Work to complete → Turn the entries into a numbered list, starting with the line containing "look for man's forearm" and going on through the line containing "[590,428,670,510]". Leave out any blank lines.

▼

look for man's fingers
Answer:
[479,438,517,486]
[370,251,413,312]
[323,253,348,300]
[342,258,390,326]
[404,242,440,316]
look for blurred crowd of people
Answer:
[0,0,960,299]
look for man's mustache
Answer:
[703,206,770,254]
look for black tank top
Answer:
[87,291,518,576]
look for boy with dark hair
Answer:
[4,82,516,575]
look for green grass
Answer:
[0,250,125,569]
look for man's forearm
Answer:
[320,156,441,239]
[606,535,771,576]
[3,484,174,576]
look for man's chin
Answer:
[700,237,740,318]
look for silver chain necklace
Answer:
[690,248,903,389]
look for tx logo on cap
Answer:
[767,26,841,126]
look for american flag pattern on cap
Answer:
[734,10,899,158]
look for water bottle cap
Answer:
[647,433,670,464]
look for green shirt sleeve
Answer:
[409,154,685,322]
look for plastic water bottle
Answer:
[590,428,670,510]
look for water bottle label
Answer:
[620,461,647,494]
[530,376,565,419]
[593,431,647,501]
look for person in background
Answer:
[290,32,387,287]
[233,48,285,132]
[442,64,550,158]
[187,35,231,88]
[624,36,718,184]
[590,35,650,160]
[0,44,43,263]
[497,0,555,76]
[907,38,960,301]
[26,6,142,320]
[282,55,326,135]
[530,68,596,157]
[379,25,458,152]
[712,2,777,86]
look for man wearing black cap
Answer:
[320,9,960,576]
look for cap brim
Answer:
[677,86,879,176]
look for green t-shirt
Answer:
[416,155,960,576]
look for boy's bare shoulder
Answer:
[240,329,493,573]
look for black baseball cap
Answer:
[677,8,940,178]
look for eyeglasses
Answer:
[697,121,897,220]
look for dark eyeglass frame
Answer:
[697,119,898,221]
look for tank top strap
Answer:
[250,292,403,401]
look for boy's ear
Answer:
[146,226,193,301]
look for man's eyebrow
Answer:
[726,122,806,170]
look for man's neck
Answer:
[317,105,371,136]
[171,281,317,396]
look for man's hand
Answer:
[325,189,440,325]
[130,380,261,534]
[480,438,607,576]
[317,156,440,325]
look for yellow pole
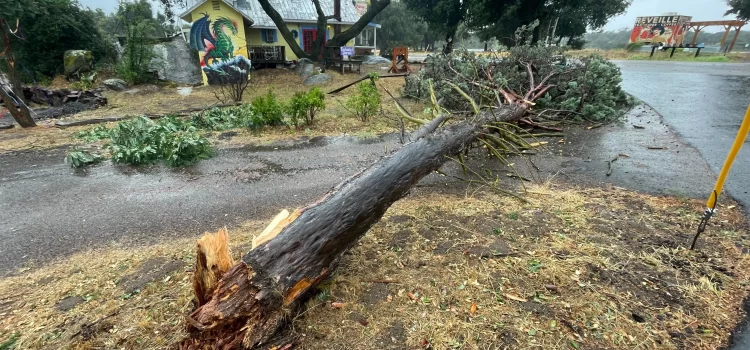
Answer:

▲
▼

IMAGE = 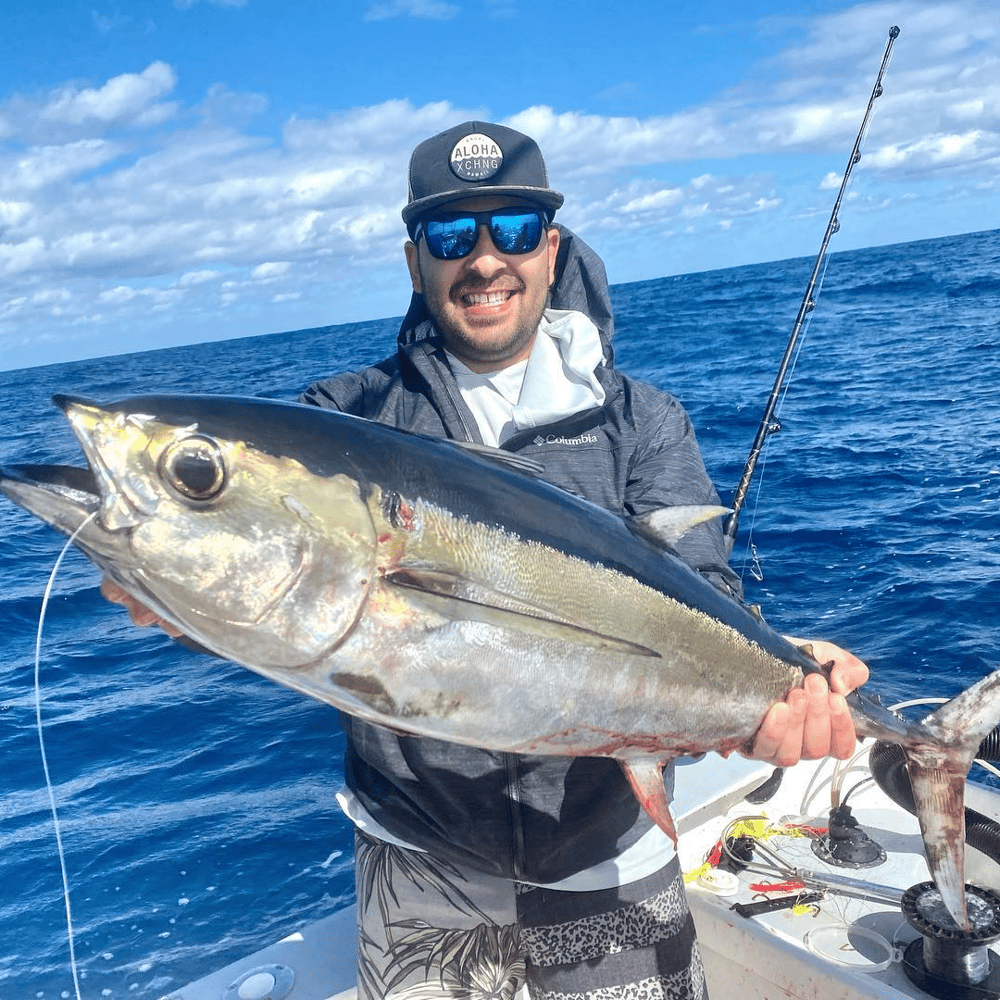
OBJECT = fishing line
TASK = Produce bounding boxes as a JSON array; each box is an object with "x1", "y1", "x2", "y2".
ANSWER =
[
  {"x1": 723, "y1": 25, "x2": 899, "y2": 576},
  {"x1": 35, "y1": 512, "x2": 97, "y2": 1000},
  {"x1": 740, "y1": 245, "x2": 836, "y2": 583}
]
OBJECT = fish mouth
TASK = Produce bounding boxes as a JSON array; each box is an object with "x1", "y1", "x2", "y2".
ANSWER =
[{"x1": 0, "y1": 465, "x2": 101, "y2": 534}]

▲

Solution below →
1. look for man's forearm
2. Answer:
3. [320,156,441,239]
4. [606,535,771,576]
5. [3,484,174,576]
6. look for man's chin
7. Answer:
8. [700,237,740,318]
9. look for silver chain necklace
10. Answer:
11. [690,248,903,389]
12. look for tx logo on cap
13. Answer:
14. [767,26,841,126]
15. look for american flag pattern on cap
16. Answer:
17. [734,10,899,158]
18. look for water bottle cap
19. Answer:
20. [647,433,670,464]
21. look for green shirt sleeve
22. Answer:
23. [409,154,685,322]
24. look for plastic water bottle
25. Answer:
26. [590,428,670,510]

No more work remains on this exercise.